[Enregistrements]
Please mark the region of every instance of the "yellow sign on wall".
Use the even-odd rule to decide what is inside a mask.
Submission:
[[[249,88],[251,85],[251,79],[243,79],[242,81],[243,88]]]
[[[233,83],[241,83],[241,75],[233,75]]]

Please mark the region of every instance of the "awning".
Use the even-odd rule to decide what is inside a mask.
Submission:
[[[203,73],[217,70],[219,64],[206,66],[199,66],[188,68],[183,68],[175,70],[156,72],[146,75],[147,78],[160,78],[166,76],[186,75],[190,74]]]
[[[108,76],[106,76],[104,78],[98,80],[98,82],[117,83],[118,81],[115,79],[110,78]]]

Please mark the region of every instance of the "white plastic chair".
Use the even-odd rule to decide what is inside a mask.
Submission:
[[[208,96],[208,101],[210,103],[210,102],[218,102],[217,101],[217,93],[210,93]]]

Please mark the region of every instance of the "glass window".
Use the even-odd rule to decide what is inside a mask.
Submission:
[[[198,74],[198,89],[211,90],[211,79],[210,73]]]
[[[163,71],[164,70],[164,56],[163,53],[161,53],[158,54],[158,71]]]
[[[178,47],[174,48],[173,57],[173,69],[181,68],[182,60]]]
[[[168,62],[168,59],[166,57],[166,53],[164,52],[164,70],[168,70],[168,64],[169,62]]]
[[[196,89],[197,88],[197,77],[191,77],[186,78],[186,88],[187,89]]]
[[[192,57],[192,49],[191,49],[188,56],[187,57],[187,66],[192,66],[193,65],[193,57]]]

### Consignes
Modifiez les lignes allant du début des enregistrements jusqu'à la ligne contenant "[[[233,83],[241,83],[241,75],[233,75]]]", celle-ci comprise : recopiez-les en remplaçant "even-odd" par "nonzero", sans rien changer d'autre.

### Réponse rédigée
Please mark the region of every instance of the "yellow sign on wall".
Use the nonzero rule to decide what is inside a mask.
Submission:
[[[249,88],[251,85],[251,79],[243,79],[242,81],[243,88]]]
[[[233,83],[241,83],[241,75],[233,75]]]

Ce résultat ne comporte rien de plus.